▶ **Complete the following**
(a) List every PHP function name that appears in the forum thread below.
(b) Filter the records and copy each line that contains the string "door", treating uppercase and lowercase as different.

▶ **Provided passage**
····················
We have not a quarrel between a UTF and non-UTF solution. I think both should be developed.
Quote from: agridoc on January 04, 2006, 12:19:49 PMSMF' s team should consider all the trends and possibilities. Compuart' s message (http://www.simplemachines.org/community/index.php?topic=63235.msg443044#msg443044) shows they take care of all this.
We can discuss the limitations and other things about the non-UTF solution in http://www.simplemachines.org/community/index.php?topic=64142.0
I will also try to help, if I can, in the development of the UTF solution here.
Quote from: spiros on January 04, 2006, 05:20:49 PM
This is hardly a solution. In fact this forum works on this principle: converting all non-latin scripts to html entities (just use view source on this case - say the Greek board- and compare with view source in a UTF page - what do you see?). The only real solution is unicode. It is not by chance that google and other major internet companies use unicode instead of converting all non latin output to... entities! ;)
Agreed. A solution with entities are too European centric. It won't work for Asian. Technically, you can replace all characters by UNICODE code point entity representation, but UNICODE entity representation shouldn't be used that way.
BTW, another UTF-8 related bug. In News.php, there's wrong use of substr which only works ISO-8859-X.
$row['body'] = strtr(substr(str_replace('<br />', "\n", $row['body']), 0, $modSettings['xmlnews_maxlen'] - 3), array("\n" => '<br />')) . '...';
Because of this code, RSS feed doesn't show body properly. It's chopped off in the middle of UTF-8 sequence. This substr should be replaced by mb_substr if it's available. That solved my problem.
Taka,
Thanks for another excellent solution!
I hope Compuart has noted this.
What about this?
http://www.simplemachines.org/community/index.php?topic=23509.0
I'm setting up a test server to try that solution but i'm doubtful...
mcgrelio,
Yes, this is the standard procedure for converting a non-UTF site to a UTF one. However, the point here is how SMF handles posting in a UTF environment.
Different kettle of fish ;)
Just another (strange) reason UTF-8 is recommended. In my case, I use a Greek encoding and Google indexes incorrectly the text in my forum. That is to say, it is indexed as if the encoding was not Windows-1253 and it was Latin. So in search results one sees extended ASCII characters (gobleddygook).
····················
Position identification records

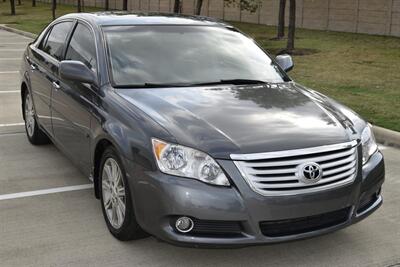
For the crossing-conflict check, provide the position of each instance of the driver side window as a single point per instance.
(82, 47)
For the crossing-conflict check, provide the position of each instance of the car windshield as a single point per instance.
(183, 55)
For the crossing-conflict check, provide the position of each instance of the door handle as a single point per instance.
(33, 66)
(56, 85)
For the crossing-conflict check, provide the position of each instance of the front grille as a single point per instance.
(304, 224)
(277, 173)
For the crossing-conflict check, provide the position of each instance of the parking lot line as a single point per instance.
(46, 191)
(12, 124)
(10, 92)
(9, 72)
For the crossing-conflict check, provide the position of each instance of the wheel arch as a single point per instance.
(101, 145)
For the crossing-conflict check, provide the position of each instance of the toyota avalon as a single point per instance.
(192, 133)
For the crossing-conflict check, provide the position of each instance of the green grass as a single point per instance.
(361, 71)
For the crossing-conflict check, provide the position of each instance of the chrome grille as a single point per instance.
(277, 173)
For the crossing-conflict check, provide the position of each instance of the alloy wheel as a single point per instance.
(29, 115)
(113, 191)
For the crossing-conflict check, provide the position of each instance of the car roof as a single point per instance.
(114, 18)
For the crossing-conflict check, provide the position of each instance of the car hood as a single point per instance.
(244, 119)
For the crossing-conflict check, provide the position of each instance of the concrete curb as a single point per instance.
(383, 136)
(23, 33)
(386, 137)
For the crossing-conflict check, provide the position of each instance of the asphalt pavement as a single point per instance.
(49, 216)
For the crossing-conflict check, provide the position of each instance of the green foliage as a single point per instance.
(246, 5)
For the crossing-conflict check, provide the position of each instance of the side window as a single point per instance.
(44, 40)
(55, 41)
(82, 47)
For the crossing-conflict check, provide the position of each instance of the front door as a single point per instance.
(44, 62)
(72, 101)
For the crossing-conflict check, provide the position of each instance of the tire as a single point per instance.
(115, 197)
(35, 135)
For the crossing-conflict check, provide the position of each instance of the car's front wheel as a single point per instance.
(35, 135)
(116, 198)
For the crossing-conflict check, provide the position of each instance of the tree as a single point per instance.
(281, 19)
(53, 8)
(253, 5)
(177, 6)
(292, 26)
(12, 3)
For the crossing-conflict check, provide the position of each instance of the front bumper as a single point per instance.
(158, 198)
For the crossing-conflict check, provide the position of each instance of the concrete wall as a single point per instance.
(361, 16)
····················
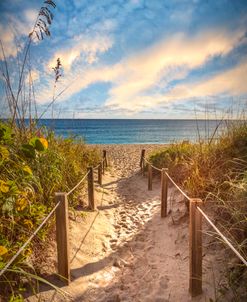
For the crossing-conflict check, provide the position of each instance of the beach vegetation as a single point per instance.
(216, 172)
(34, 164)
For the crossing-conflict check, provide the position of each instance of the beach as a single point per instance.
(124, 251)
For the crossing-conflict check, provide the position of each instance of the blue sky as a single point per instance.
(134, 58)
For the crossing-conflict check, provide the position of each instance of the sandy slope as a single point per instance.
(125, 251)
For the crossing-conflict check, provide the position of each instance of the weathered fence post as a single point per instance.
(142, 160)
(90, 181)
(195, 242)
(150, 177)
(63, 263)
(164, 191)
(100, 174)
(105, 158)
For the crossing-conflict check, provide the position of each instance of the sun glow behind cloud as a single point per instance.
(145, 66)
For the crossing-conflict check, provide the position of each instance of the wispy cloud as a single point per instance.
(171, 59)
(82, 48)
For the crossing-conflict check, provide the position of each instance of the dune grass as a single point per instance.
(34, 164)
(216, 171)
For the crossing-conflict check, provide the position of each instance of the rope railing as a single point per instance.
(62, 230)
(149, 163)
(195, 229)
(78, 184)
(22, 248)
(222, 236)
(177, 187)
····················
▶ **Written answers**
(a) strtr, substr, str_replace, mb_substr

(b)
For the crossing-conflict check, provide the position of each instance of the door handle as a single point per instance.
For the crossing-conflict check, provide the position of each instance of the front door as a single point per instance.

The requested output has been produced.